PROBLEM DESCRIPTION: Show every line of the material below that contains the string "green". Case counts.

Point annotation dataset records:
start

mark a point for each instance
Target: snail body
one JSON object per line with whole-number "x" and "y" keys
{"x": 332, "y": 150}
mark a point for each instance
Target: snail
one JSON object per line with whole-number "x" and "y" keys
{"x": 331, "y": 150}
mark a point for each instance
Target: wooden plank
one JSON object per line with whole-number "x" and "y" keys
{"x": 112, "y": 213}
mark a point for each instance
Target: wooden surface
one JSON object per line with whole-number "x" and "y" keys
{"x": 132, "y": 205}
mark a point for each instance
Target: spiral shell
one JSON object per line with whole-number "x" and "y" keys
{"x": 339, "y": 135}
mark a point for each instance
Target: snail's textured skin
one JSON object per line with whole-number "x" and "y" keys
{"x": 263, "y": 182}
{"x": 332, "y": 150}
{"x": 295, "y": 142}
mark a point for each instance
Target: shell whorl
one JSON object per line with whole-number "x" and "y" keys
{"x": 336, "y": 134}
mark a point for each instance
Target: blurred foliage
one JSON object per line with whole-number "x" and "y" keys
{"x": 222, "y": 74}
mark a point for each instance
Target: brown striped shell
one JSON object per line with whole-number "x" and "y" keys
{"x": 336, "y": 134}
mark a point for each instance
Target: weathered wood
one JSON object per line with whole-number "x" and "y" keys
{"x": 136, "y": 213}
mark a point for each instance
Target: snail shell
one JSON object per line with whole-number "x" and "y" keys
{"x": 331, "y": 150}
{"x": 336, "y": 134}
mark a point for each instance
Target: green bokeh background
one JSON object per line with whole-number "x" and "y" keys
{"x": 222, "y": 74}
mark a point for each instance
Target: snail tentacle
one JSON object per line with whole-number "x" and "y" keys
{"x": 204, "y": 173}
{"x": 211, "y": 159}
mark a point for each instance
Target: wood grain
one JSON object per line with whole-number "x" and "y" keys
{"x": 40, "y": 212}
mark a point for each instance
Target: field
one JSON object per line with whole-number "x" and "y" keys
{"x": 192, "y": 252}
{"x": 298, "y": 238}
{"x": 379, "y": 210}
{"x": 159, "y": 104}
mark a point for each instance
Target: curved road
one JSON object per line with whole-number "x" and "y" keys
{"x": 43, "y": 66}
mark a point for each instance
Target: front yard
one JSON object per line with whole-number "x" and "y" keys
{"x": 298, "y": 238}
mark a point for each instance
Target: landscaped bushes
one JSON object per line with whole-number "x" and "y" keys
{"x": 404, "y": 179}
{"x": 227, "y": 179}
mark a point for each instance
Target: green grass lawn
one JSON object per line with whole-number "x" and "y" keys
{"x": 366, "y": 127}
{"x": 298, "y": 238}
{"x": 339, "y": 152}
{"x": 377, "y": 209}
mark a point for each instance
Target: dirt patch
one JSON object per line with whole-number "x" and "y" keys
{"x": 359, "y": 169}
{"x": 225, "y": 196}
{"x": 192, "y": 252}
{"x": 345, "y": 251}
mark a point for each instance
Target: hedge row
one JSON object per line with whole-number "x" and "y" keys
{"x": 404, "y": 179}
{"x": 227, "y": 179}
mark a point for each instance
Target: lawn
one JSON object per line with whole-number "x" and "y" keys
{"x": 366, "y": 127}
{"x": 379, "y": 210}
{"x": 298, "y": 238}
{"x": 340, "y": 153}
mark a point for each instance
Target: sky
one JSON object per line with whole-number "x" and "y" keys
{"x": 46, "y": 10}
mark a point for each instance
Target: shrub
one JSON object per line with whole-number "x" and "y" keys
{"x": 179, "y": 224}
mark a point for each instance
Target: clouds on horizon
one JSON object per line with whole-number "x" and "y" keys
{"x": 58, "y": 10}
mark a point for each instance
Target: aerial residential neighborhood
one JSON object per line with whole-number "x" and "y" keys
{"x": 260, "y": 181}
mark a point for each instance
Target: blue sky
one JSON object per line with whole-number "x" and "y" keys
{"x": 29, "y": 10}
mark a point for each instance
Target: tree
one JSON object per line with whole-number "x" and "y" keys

end

TASK ANSWER:
Target: green bokeh background
Target: green grass lawn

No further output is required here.